### Passage fourni ###
La seconde querelle pélagienne (418-432)

Au centre de la longue polémique qui oppose Augustin à Julien d'Eclane se trouve le problème du mariage. En effet, c'est par une glorification optimiste de ce dernier que Julien espère ruiner logiquement la thèse de l'existence du péché originel que soutient l'évêque d'Hippone. Il s'acharne contre l'idée, qu'il croit augustinienne, d'une responsabilité héréditaire tenant aux conditions physiologiques et sexuelles de la génération. On trouve ici, amplifiée et axée sur un point précis, la même hostilité farouche qu'éprouvait Pélage envers toute entrave à l'exercice de la liberté de l'homme. L'apologie du bonum naturae conduit naturellement le pélagien à l'apologie d'une sexualité considérée en elle-même, hors de toute connotation morale. C'est là la pièce maîtresse du système de Julien : Dieu bon a fait l'homme bon ; c'est lui qui a créé les corps, distingué les sexes, fait les organes génitaux ; c'est Dieu qui a donné aux corps cette passion par laquelle ils s'unissent. Or, Dieu n'a rien fait de mal ni de coupable. Tant de bonnes choses, les sexes, les unions entre hommes et femmes, ne peuvent produire de mauvais fruits. Le démon n'a pas sa place dans la Création ; le mal n'y existe pas en soi. C'est donc à Dieu qu'il faut rapporter la passion et le désir qui pousse à l'union sexuelle. Ce qu'Augustin appelle «   concupiscence » n'est pour Julien que manifestation de l'élan vital. Propriété constitutive de la vie conjugale, la sexualité n'est pas plus blâmable que la respiration ou que toute autre fonction naturelle. Manifestation de la vie, elle fait donc partie de la Création et participe à la bonté essentielle de cette dernière.
###
▸ **Consigne donnée a**:
Recopiez à l'identique la portion des enregistrements comprise entre la ligne contenant « Study the photo above. For every instance of the black softball » et la fin des enregistrements, ces deux bornes incluses.
Le passage et les enregistrements sont sans rapport l'un avec l'autre.
### Entrées extraites ###
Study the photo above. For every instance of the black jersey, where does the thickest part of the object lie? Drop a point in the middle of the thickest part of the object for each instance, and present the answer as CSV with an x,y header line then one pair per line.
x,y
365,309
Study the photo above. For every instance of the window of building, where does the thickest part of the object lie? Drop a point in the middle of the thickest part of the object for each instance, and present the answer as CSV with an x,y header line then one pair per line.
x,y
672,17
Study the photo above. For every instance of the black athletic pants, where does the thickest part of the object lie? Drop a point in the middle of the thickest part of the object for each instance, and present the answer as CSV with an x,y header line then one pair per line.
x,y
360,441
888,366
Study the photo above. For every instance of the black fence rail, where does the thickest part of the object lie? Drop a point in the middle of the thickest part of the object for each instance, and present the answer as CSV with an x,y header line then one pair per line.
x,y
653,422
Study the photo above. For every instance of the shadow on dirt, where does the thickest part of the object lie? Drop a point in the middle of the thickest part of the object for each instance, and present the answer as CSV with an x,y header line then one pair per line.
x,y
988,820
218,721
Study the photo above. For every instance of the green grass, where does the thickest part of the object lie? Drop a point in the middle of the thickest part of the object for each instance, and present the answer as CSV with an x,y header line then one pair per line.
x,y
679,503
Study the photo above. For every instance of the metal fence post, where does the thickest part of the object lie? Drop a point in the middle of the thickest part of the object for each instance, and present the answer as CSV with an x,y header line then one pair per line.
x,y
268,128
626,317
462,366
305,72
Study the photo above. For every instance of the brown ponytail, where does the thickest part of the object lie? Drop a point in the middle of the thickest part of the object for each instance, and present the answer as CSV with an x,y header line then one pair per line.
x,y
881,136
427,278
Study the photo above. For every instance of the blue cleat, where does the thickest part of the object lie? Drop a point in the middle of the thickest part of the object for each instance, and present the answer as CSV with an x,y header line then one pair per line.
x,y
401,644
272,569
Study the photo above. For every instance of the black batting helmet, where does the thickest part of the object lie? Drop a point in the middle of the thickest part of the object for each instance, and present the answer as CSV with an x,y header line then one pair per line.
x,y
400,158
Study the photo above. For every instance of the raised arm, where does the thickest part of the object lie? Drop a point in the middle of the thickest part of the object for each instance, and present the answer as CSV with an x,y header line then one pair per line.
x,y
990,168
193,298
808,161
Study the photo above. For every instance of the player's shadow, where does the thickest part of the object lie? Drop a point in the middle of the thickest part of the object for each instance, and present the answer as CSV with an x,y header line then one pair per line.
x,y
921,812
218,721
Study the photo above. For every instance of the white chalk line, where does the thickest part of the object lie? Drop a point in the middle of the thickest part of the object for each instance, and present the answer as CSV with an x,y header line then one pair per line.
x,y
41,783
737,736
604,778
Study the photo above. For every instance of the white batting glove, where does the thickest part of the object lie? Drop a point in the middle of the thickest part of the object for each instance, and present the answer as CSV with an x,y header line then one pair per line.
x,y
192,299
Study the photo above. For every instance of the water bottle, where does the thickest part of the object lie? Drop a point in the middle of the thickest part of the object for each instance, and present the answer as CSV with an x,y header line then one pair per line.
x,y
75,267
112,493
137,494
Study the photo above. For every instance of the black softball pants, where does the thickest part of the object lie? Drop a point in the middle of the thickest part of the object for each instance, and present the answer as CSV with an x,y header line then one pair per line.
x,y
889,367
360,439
###
▸ **Consigne donnée b**:
Pour chacune des affirmations suivantes, indiquez par oui ou par non si elle concorde avec le passage sur la seconde querelle pélagienne, en citant textuellement les mots qui tranchent. (i) Pour Julien, la concupiscence n'est qu'une manifestation de l'élan vital. (ii) Selon Julien, le démon a sa place dans la Création. (iii) Julien défend la thèse de l'existence du péché originel.

▸ **Réponse complète a**:
Study the photo above. For every instance of the black softball pants, where does the thickest part of the object lie? Drop a point in the middle of the thickest part of the object for each instance, and present the answer as CSV with an x,y header line then one pair per line.
x,y
889,367
360,439

▸ **Réponse complète b**:
(i) Oui : « n'est pour Julien que manifestation de l'élan vital ».
(ii) Non : « Le démon n'a pas sa place dans la Création ».
(iii) Non : « Julien espère ruiner logiquement la thèse de l'existence du péché originel que soutient l'évêque d'Hippone ».